Provided passage:

-- Opening Marker --

Sparks Flew As Ted Cruz And Beto O’Rourke Faced Off In Final Debate In San Antonio

O’Rourke was more aggressive  than he appeared during their first debate, but likely didn’t sway any undecided Republican or Independent voters.

By Ryan PoppeOctober 17, 2018 10:15 am, , ,

From TPR:

This was the second time O’Rourke and Cruz faced off.  The debate in San Antonio focused on both domestic and foreign-policy issues that ranged from the judicial confirmation of Brett Kavanaugh and the makeup of the U.S. Supreme Court, to tariff increases and trade wars.

During the debate, both Cruz and O’Rourke were asked, in light of the swearing-in of Brett Kavanaugh to the Supreme Court, should the country prepare for changes to abortion law?

Cruz said: “I believe every child is a gift from God. The question of what will happen at the Supreme Court on Roe vs. Wade, or anything else – we’ll have to see when cases are decided.”

O’Rourke said: “Senator Cruz has a very troubling record when it comes to judicial nominations and confirmations.  He supported the nomination of a judge, Jeff Mateer, who described transgender children as part of Satan’s plan.  He supported the nomination of a judge who never tried a case before.”

Mark Jones, who teaches political science at Rice University, says the candidates’ responses made it even clearer that the Cruz-O’Rourke race is a Republican- vs. Democratic-base election.

“With a vote for Cruz: the equivalent of Gorsuch and Kavanaugh and people like them. And a vote for O’Rourke: a vote to not confirm those two justices and to confirm people with opposite ideological perspectives,” Jones says.

On the topic of health care, O’Rourke said that he would expand Medicaid in Texas, introduce Medicare as an option on the health exchange and introduce a plan to create universal health care. It’s a campaign promise that Cruz said would raise the national debt by over $32 trillion.

-- Closing Marker --

[Data entries]
-- Opening Marker --

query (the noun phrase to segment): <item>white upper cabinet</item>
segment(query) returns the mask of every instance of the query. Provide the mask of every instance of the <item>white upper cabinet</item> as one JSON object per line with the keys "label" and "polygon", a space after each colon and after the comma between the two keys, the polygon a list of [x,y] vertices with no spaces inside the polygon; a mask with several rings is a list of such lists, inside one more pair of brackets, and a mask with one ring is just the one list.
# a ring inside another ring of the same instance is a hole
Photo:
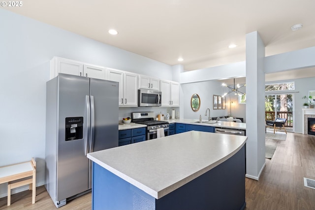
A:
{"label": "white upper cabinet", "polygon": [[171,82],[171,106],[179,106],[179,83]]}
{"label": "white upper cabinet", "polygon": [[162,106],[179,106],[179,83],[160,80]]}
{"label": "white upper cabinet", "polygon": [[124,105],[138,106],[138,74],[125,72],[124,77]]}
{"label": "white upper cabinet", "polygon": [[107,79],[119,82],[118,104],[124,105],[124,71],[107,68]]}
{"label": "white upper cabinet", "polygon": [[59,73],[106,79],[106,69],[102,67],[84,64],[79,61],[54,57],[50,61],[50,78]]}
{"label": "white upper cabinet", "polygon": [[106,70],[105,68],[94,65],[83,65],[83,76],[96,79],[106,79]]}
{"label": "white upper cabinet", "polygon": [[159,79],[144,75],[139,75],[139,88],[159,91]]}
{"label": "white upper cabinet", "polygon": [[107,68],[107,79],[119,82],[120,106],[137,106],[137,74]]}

-- Closing Marker --
-- Opening Marker --

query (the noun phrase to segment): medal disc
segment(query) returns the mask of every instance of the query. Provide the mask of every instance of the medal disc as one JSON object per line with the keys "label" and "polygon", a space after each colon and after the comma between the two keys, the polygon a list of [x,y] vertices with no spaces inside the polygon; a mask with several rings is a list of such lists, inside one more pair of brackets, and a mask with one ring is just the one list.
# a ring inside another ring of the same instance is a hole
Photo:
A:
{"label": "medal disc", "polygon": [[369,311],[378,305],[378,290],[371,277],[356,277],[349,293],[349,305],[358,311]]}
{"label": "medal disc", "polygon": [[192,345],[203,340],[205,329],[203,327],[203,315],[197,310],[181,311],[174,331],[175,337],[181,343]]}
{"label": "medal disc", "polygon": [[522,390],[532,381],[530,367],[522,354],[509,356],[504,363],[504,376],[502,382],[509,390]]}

-- Closing Marker --

What you will do:
a - Answer these questions using the article about the Cruz–O'Rourke debate:
(i) In which city was this final debate held?
(ii) At which university does Mark Jones teach political science?
(iii) By how much did Cruz say O'Rourke's health care plan would raise the national debt?
b - Pick up the article about the Cruz–O'Rourke debate after its last sentence and keep writing it.

Responses to the tasks:
a -
(i) San Antonio
(ii) Rice University
(iii) By over $32 trillion

b -
“Congressman O’Rourke’s plan would require tripling your taxes. He said you could do it with five points on the corporate rate – that doesn’t even pass elementary-school math,” Cruz said.

O’Rourke fired back at Cruz when both were asked if the Trump administration’s tariffs threaten the growth of the Texas economy.

Cruz said that he actually agreed with O’Rourke’s stance against raising tariffs and creating a trade war, but then said the difference was that he was able to work with the president and influence his decision-making rather than fighting against the administration to create a partisan “circus.”

O’Rourke responded: “Really interesting to hear you talk about a partisan circus after your last six years in the U.S. Senate.  Listen, if you have this special relationship with President Trump, then where are the results of that.  The tariffs that the president has levied, the trade wars that he has entered this country into is hurting no state more than it is hurting Texas.”

In terms of their overall debate performance, Jones says O’Rourke was not able to convince voters who typically vote Republican to vote for him this November.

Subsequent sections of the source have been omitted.